WHAT IS BEING ASKED ▸
Render the stretch of items from the line containing "Given the image above, enumerate every white door" through the line containing "[363,110,407,139]", both included, as a numbered list without blank lines.

Stored data entries:
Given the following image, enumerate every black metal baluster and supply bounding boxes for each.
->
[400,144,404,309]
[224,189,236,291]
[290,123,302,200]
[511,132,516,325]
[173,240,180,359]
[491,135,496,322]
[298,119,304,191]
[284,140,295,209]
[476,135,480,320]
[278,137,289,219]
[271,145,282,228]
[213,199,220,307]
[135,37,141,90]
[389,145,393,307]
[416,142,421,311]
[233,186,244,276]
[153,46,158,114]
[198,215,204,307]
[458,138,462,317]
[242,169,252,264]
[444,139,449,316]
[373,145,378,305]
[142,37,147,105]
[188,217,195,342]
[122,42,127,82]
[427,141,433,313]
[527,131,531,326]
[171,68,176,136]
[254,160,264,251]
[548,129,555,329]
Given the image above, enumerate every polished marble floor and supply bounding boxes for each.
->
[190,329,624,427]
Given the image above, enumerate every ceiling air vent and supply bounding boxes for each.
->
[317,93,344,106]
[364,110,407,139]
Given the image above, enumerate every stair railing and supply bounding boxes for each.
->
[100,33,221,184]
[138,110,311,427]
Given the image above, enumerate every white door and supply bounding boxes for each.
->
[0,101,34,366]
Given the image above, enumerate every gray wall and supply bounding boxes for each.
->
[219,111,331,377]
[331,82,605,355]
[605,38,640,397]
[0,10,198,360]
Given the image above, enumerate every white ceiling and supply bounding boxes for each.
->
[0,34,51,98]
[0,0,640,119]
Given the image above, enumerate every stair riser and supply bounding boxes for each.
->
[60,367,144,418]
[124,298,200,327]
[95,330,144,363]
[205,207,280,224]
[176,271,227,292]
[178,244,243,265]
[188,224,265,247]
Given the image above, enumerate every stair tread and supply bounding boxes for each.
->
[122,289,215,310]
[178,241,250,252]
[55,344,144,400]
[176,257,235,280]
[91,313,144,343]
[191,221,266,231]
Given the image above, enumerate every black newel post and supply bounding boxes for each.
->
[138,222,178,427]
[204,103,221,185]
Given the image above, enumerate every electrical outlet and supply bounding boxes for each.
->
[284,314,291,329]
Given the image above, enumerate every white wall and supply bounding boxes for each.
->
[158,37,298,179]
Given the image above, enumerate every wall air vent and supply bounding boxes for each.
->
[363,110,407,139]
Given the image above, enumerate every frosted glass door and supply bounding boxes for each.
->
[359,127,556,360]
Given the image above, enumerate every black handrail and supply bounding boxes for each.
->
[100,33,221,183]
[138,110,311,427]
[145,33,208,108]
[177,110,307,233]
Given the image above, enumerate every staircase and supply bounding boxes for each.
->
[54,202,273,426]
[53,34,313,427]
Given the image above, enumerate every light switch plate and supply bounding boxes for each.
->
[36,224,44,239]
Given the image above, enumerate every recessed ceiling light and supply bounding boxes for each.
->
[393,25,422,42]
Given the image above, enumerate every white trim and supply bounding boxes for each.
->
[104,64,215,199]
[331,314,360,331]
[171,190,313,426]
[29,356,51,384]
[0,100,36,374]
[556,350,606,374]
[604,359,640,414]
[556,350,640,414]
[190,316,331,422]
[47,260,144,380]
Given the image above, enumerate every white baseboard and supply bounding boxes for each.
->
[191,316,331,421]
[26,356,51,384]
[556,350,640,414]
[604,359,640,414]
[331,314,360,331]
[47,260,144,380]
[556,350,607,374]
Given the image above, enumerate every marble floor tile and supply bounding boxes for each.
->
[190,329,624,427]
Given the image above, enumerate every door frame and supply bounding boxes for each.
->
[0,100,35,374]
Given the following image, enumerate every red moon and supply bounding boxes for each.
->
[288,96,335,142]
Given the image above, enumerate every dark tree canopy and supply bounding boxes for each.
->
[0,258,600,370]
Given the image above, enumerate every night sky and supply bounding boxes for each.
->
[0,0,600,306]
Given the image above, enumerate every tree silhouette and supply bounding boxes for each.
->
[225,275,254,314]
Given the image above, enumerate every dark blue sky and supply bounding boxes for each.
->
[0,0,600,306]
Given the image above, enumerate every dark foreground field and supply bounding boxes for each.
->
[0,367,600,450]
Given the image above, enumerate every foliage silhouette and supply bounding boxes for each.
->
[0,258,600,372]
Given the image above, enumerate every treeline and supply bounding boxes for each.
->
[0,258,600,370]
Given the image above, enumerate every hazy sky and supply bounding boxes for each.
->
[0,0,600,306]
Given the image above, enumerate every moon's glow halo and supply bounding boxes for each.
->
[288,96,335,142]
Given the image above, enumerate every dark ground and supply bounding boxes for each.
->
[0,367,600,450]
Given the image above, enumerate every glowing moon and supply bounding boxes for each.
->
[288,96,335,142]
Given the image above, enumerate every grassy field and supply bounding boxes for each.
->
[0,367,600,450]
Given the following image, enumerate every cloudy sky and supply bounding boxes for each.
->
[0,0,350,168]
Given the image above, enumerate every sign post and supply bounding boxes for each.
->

TASK OUTPUT ▸
1. Given the image above, enumerate every white door and supply bounding boxes for each.
2. ->
3. [0,101,34,366]
4. Given the image above, enumerate every gray wall and supply bounding boxes for each.
5. ->
6. [219,111,331,377]
7. [331,82,605,355]
8. [605,38,640,397]
9. [0,10,198,360]
10. Given the image above, enumerate every white ceiling and supply bounding boxes for each.
11. ->
12. [0,34,51,98]
13. [0,0,640,119]
14. Given the image above, enumerate every stair riser and supply bounding boxes for each.
15. ->
16. [60,367,144,418]
17. [124,298,200,327]
18. [95,330,144,363]
19. [205,207,280,224]
20. [176,271,227,292]
21. [178,244,243,265]
22. [188,224,265,247]
23. Given the image above, enumerate every stair tread and supply bounding boxes for each.
24. ->
25. [122,289,215,310]
26. [178,241,250,252]
27. [55,344,144,400]
28. [176,257,235,280]
29. [91,313,144,343]
30. [191,221,266,231]
31. Given the image above, enumerate every black newel post and supply bounding boxes for each.
32. ->
33. [138,222,178,427]
34. [204,103,221,185]
35. Given the image above, enumerate every electrical outlet and supply bounding boxes for each.
36. ->
37. [284,314,291,329]
38. Given the image above, enumerate every white wall and supply bounding boxes for each.
39. ->
40. [158,37,298,179]
41. Given the image above, enumerate every wall air vent and supply bounding boxes for each.
42. ->
43. [363,110,407,139]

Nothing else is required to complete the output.